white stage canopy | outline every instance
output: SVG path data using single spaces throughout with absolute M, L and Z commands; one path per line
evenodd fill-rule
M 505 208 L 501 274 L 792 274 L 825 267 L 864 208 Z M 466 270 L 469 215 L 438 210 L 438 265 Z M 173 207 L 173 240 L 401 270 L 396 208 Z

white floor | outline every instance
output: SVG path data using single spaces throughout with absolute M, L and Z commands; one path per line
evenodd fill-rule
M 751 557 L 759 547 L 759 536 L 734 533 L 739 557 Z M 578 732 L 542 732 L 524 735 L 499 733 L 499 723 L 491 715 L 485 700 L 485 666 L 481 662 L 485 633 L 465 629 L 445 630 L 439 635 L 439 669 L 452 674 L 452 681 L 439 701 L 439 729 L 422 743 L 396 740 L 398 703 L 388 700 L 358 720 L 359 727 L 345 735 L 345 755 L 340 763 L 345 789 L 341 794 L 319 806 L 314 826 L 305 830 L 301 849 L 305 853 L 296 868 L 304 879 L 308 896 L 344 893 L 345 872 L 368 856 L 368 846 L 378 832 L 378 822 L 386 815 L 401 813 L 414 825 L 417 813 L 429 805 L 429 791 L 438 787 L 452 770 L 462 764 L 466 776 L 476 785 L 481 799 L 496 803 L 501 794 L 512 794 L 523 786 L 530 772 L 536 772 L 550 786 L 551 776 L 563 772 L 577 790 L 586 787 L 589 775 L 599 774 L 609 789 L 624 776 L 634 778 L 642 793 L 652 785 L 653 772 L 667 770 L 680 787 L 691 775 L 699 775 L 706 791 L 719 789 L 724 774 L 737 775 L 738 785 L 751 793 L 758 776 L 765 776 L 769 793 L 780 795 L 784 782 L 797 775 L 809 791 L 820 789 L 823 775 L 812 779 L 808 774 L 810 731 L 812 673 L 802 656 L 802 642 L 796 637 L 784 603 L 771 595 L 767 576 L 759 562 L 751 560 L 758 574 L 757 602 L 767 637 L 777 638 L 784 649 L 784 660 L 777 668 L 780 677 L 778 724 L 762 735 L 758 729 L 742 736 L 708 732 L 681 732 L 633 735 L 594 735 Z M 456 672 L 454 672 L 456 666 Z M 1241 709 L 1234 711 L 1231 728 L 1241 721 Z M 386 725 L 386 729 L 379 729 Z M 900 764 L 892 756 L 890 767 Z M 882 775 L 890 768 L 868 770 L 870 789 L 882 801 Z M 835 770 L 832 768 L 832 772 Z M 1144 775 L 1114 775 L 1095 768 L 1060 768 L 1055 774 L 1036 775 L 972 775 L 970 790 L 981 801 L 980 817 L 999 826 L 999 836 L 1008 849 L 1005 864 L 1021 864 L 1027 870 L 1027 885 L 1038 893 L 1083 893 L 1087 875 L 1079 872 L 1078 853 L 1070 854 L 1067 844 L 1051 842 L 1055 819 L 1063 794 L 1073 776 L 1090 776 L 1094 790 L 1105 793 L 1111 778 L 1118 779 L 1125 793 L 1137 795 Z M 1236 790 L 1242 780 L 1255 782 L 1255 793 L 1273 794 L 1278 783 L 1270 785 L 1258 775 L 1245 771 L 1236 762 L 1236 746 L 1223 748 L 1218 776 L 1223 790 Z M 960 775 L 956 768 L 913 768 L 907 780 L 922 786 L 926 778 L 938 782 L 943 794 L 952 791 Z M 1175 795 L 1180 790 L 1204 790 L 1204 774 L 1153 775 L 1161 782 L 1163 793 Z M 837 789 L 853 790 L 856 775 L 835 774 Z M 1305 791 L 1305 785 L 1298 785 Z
──────────
» Aim of the exercise:
Please return every line of the items above unchanged, character for character.

» Answer to the exercise:
white stage canopy | outline every instance
output: SVG path data using single spaces throughout with absolute M, L and Z commands; one path per line
evenodd fill-rule
M 505 208 L 501 274 L 792 274 L 825 267 L 864 208 Z M 466 270 L 469 215 L 438 210 L 438 265 Z M 173 207 L 173 240 L 401 270 L 396 208 Z

white floor | outline every instance
output: SVG path data using single spaces throughout with absolute M, L and Z commands; one path per line
evenodd fill-rule
M 751 557 L 759 547 L 759 536 L 734 533 L 739 557 Z M 578 732 L 542 732 L 524 735 L 499 733 L 499 723 L 491 715 L 485 700 L 485 666 L 481 662 L 485 633 L 465 629 L 445 630 L 439 635 L 439 669 L 452 674 L 452 681 L 439 701 L 439 729 L 422 743 L 396 740 L 398 703 L 388 700 L 358 720 L 359 727 L 345 735 L 345 755 L 340 763 L 345 789 L 341 794 L 319 806 L 314 826 L 305 830 L 301 849 L 305 853 L 296 868 L 304 879 L 308 896 L 344 893 L 345 872 L 368 856 L 368 846 L 378 832 L 378 822 L 386 815 L 401 813 L 414 825 L 417 813 L 429 805 L 429 791 L 438 787 L 452 770 L 462 764 L 466 776 L 476 785 L 481 799 L 496 803 L 501 794 L 512 794 L 523 786 L 530 772 L 536 772 L 550 786 L 551 776 L 563 772 L 577 790 L 586 787 L 589 775 L 599 774 L 609 789 L 624 776 L 634 778 L 642 793 L 652 785 L 653 772 L 667 770 L 680 787 L 691 775 L 699 775 L 706 791 L 719 789 L 724 774 L 737 775 L 738 785 L 751 793 L 758 776 L 765 776 L 769 793 L 780 795 L 784 782 L 797 775 L 809 791 L 820 789 L 823 775 L 812 779 L 808 774 L 810 731 L 812 673 L 802 656 L 802 642 L 796 637 L 784 603 L 771 595 L 767 576 L 759 562 L 751 560 L 758 574 L 757 602 L 767 637 L 777 638 L 784 649 L 784 660 L 777 668 L 780 677 L 778 724 L 762 735 L 758 729 L 742 736 L 708 732 L 681 732 L 633 735 L 594 735 Z M 456 672 L 454 672 L 456 666 Z M 1241 709 L 1234 711 L 1231 728 L 1241 721 Z M 386 725 L 386 729 L 379 729 Z M 900 764 L 892 756 L 890 767 Z M 882 775 L 890 768 L 868 770 L 870 789 L 882 801 Z M 835 770 L 832 768 L 832 772 Z M 1144 775 L 1114 775 L 1095 768 L 1060 768 L 1055 774 L 1036 775 L 972 775 L 970 790 L 981 801 L 980 817 L 999 826 L 999 836 L 1008 849 L 1005 864 L 1021 864 L 1027 870 L 1027 885 L 1038 893 L 1083 893 L 1087 875 L 1079 872 L 1078 853 L 1070 854 L 1067 844 L 1051 842 L 1055 819 L 1063 794 L 1073 776 L 1090 776 L 1094 790 L 1105 793 L 1111 778 L 1118 779 L 1125 793 L 1137 795 Z M 1236 790 L 1242 780 L 1255 782 L 1255 793 L 1273 794 L 1278 783 L 1270 785 L 1258 775 L 1245 771 L 1236 762 L 1236 746 L 1223 748 L 1218 776 L 1223 790 Z M 960 775 L 956 768 L 913 768 L 907 780 L 922 786 L 926 778 L 938 782 L 943 794 L 952 791 Z M 1175 795 L 1180 790 L 1204 790 L 1204 774 L 1153 775 L 1161 782 L 1163 793 Z M 837 789 L 853 790 L 856 775 L 835 774 Z M 1305 791 L 1305 785 L 1298 785 Z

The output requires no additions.